(Beginning of Source material)

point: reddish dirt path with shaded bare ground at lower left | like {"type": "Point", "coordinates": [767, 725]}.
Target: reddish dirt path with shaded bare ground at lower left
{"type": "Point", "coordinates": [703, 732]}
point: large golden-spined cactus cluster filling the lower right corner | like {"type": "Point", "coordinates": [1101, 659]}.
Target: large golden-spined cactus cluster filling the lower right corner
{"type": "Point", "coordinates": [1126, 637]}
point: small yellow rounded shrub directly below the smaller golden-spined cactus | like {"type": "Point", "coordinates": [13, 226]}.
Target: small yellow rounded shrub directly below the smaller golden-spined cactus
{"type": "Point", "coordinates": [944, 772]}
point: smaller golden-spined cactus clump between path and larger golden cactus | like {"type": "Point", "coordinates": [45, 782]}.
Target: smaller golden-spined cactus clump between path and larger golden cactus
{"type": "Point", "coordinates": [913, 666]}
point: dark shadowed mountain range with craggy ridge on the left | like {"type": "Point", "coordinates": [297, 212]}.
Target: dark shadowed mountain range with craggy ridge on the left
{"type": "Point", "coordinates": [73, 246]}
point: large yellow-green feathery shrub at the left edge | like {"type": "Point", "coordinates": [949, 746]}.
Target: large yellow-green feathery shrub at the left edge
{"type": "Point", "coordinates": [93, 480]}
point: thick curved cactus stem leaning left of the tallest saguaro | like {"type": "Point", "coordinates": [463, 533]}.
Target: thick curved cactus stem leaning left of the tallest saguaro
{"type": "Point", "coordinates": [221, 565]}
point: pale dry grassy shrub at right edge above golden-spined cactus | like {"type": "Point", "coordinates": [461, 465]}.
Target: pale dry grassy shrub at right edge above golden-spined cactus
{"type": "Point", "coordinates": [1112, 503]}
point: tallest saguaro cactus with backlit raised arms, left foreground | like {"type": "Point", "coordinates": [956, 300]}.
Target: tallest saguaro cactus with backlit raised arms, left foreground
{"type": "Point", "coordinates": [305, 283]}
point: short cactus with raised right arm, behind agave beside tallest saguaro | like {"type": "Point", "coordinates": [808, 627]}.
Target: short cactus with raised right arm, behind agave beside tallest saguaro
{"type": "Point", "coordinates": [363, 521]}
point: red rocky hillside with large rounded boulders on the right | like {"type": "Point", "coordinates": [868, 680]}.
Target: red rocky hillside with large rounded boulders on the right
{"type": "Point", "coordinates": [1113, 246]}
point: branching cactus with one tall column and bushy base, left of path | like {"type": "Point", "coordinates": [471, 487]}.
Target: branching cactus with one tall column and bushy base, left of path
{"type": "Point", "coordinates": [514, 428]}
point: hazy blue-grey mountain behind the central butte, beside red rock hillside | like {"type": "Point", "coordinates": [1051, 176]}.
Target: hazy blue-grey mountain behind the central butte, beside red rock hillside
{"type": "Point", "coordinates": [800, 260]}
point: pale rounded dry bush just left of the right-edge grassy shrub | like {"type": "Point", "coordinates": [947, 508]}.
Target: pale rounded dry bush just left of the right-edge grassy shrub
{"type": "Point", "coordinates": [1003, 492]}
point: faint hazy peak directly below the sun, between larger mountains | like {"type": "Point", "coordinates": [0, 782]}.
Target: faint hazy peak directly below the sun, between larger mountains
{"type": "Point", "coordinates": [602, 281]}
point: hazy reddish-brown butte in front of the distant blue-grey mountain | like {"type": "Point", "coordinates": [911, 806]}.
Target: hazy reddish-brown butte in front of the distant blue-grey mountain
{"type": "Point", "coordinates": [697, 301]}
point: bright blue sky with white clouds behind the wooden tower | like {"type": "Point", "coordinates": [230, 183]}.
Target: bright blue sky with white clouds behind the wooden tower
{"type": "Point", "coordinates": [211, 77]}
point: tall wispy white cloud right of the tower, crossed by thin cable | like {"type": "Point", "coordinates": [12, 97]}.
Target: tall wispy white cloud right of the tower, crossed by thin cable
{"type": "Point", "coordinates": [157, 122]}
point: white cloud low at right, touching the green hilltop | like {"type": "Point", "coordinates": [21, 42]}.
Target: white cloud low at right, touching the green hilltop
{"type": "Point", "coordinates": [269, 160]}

(End of Source material)

What the exercise asks →
Would you set down every record again, exactly as it appears above?

Answer section →
point: reddish dirt path with shaded bare ground at lower left | like {"type": "Point", "coordinates": [767, 725]}.
Target: reddish dirt path with shaded bare ground at lower left
{"type": "Point", "coordinates": [703, 732]}
point: large golden-spined cactus cluster filling the lower right corner | like {"type": "Point", "coordinates": [1101, 659]}.
Target: large golden-spined cactus cluster filling the lower right corner
{"type": "Point", "coordinates": [1126, 637]}
point: small yellow rounded shrub directly below the smaller golden-spined cactus | like {"type": "Point", "coordinates": [13, 226]}.
Target: small yellow rounded shrub directly below the smaller golden-spined cactus
{"type": "Point", "coordinates": [944, 772]}
point: smaller golden-spined cactus clump between path and larger golden cactus | like {"type": "Point", "coordinates": [45, 782]}.
Target: smaller golden-spined cactus clump between path and larger golden cactus
{"type": "Point", "coordinates": [913, 666]}
point: dark shadowed mountain range with craggy ridge on the left | like {"type": "Point", "coordinates": [297, 212]}.
Target: dark shadowed mountain range with craggy ridge on the left
{"type": "Point", "coordinates": [73, 246]}
point: large yellow-green feathery shrub at the left edge | like {"type": "Point", "coordinates": [949, 746]}.
Target: large yellow-green feathery shrub at the left edge
{"type": "Point", "coordinates": [93, 480]}
point: thick curved cactus stem leaning left of the tallest saguaro | like {"type": "Point", "coordinates": [463, 533]}.
Target: thick curved cactus stem leaning left of the tallest saguaro
{"type": "Point", "coordinates": [221, 565]}
point: pale dry grassy shrub at right edge above golden-spined cactus | like {"type": "Point", "coordinates": [461, 465]}.
Target: pale dry grassy shrub at right edge above golden-spined cactus
{"type": "Point", "coordinates": [1112, 503]}
point: tallest saguaro cactus with backlit raised arms, left foreground | like {"type": "Point", "coordinates": [956, 300]}.
Target: tallest saguaro cactus with backlit raised arms, left foreground
{"type": "Point", "coordinates": [305, 283]}
point: short cactus with raised right arm, behind agave beside tallest saguaro | like {"type": "Point", "coordinates": [808, 627]}.
Target: short cactus with raised right arm, behind agave beside tallest saguaro
{"type": "Point", "coordinates": [363, 521]}
point: red rocky hillside with large rounded boulders on the right | like {"type": "Point", "coordinates": [868, 680]}.
Target: red rocky hillside with large rounded boulders on the right
{"type": "Point", "coordinates": [1113, 246]}
point: branching cactus with one tall column and bushy base, left of path | like {"type": "Point", "coordinates": [471, 487]}.
Target: branching cactus with one tall column and bushy base, left of path
{"type": "Point", "coordinates": [514, 428]}
point: hazy blue-grey mountain behind the central butte, beside red rock hillside | like {"type": "Point", "coordinates": [1051, 176]}.
Target: hazy blue-grey mountain behind the central butte, beside red rock hillside
{"type": "Point", "coordinates": [800, 260]}
point: pale rounded dry bush just left of the right-edge grassy shrub | like {"type": "Point", "coordinates": [947, 508]}.
Target: pale rounded dry bush just left of the right-edge grassy shrub
{"type": "Point", "coordinates": [1003, 492]}
point: faint hazy peak directly below the sun, between larger mountains | like {"type": "Point", "coordinates": [0, 782]}.
Target: faint hazy peak directly below the sun, between larger mountains
{"type": "Point", "coordinates": [602, 281]}
point: hazy reddish-brown butte in front of the distant blue-grey mountain | like {"type": "Point", "coordinates": [911, 806]}.
Target: hazy reddish-brown butte in front of the distant blue-grey mountain
{"type": "Point", "coordinates": [697, 301]}
point: bright blue sky with white clouds behind the wooden tower | like {"type": "Point", "coordinates": [230, 183]}.
Target: bright blue sky with white clouds behind the wooden tower
{"type": "Point", "coordinates": [211, 77]}
point: tall wispy white cloud right of the tower, crossed by thin cable | like {"type": "Point", "coordinates": [12, 97]}.
Target: tall wispy white cloud right of the tower, crossed by thin cable
{"type": "Point", "coordinates": [157, 122]}
point: white cloud low at right, touching the green hilltop | like {"type": "Point", "coordinates": [21, 42]}.
Target: white cloud low at right, touching the green hilltop
{"type": "Point", "coordinates": [269, 160]}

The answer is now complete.